**Work item**. Print the data exactly as written, line for line, and leave its pictures behind.

**Supplied information**.
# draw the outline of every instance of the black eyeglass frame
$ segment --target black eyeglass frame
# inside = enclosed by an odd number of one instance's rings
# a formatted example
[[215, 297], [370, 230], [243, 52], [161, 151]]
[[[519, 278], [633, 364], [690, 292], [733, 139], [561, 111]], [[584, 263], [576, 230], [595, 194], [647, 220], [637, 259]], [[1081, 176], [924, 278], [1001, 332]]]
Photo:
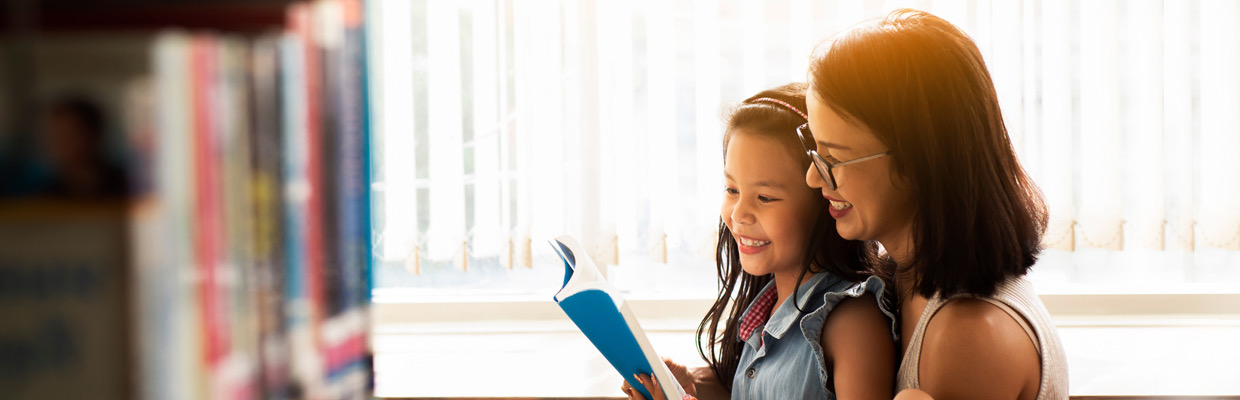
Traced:
[[835, 183], [834, 169], [849, 164], [856, 164], [862, 161], [869, 161], [876, 158], [882, 158], [891, 154], [891, 150], [881, 153], [871, 154], [865, 157], [856, 158], [848, 161], [841, 161], [835, 164], [827, 162], [818, 154], [818, 145], [814, 142], [814, 135], [809, 130], [809, 123], [801, 124], [797, 127], [797, 137], [801, 139], [801, 147], [805, 149], [805, 154], [809, 155], [809, 159], [814, 162], [814, 168], [818, 170], [818, 175], [822, 176], [822, 180], [827, 183], [827, 189], [836, 190], [839, 185]]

**Exercise result**.
# draw the outline of every instance of the black eyeglass frame
$ segment --target black eyeglass frame
# inside = enclosed by an odd number of one instance's rings
# a formatted example
[[215, 297], [370, 230], [243, 52], [161, 151]]
[[[519, 278], [633, 364], [690, 292], [733, 139], [561, 111]], [[584, 263], [576, 230], [595, 194], [647, 220], [637, 259]], [[1081, 176], [924, 278], [1001, 332]]]
Photo:
Traced:
[[835, 183], [834, 169], [849, 164], [856, 164], [862, 161], [869, 161], [876, 158], [882, 158], [891, 154], [891, 150], [881, 153], [871, 154], [865, 157], [856, 158], [848, 161], [841, 161], [835, 164], [827, 162], [818, 154], [818, 145], [814, 142], [814, 135], [809, 130], [809, 123], [801, 124], [797, 127], [797, 137], [801, 139], [801, 147], [805, 149], [805, 154], [809, 155], [809, 159], [814, 162], [814, 168], [818, 170], [818, 175], [822, 176], [822, 180], [827, 183], [827, 189], [836, 190], [839, 185]]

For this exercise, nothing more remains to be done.